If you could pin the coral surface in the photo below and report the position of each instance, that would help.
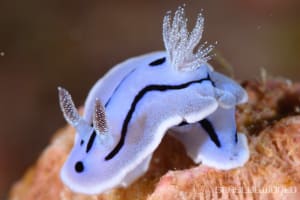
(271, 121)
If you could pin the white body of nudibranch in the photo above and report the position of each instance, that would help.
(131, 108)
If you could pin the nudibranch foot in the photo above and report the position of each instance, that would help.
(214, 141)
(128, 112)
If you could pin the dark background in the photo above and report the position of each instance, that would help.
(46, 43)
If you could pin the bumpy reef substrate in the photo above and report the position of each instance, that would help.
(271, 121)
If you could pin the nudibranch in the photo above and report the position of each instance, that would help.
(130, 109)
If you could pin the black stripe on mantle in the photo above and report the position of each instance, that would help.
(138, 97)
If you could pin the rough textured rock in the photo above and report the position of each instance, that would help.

- - - - - - -

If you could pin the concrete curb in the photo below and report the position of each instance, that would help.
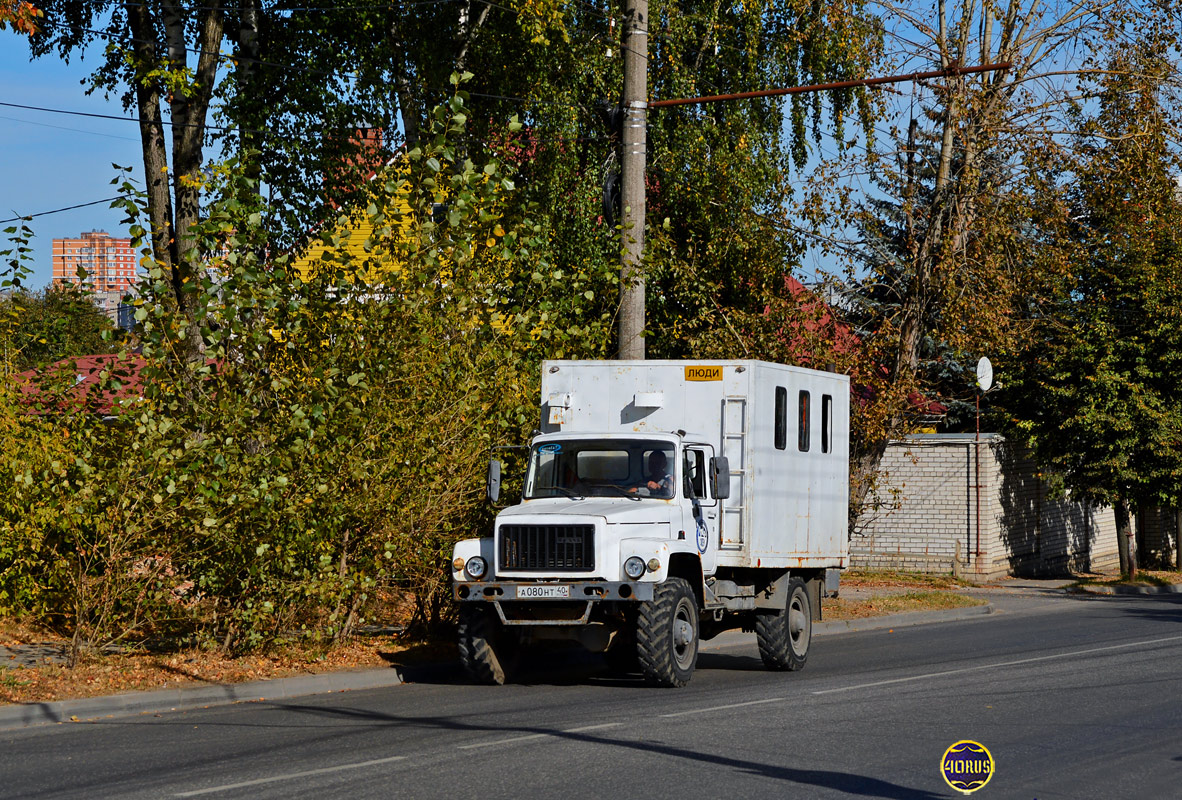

- - - - - - -

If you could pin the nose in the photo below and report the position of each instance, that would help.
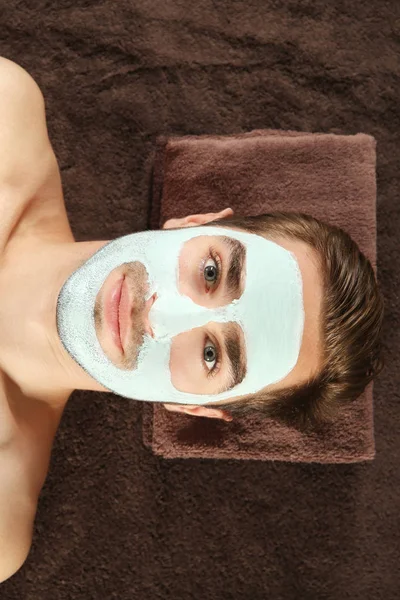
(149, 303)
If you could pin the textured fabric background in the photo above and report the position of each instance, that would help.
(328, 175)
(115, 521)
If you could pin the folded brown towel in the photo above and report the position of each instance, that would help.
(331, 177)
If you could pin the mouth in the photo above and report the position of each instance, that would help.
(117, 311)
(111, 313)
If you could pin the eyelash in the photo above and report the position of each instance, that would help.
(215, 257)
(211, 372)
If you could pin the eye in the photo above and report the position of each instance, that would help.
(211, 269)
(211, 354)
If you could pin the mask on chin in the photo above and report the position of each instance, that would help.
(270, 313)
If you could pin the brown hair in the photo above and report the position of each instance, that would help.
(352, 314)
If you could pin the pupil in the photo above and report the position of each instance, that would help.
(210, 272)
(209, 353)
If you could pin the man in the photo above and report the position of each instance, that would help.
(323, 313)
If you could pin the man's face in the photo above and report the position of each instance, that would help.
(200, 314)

- - - - - - -

EXERCISE PROMPT:
When you reach the line with "If you could pin the coral" in the records above, begin repeating the lines exactly, and stop after the line with "If you could pin the rough". Skip all pictures.

EXPECTED OUTPUT:
If you could pin the coral surface in the photo below and report the position of each instance, that would help.
(271, 121)
If you could pin the white body of nudibranch in the photo above and report the position of each instance, that would help.
(131, 108)
If you could pin the nudibranch foot in the photo above and report the position of each instance, that would help.
(214, 141)
(128, 112)
If you could pin the dark background in the photo above and report the position of each instance, that would help.
(46, 43)
If you could pin the bumpy reef substrate in the photo above and report the position of each instance, that would help.
(271, 121)
If you could pin the nudibranch in the photo above and report the position of each instance, that would help.
(130, 109)
If you could pin the black stripe on mantle in the photo above and report the position of each instance, that would help.
(138, 97)
If you could pin the rough textured rock in the photo above and report the position of each instance, that would help.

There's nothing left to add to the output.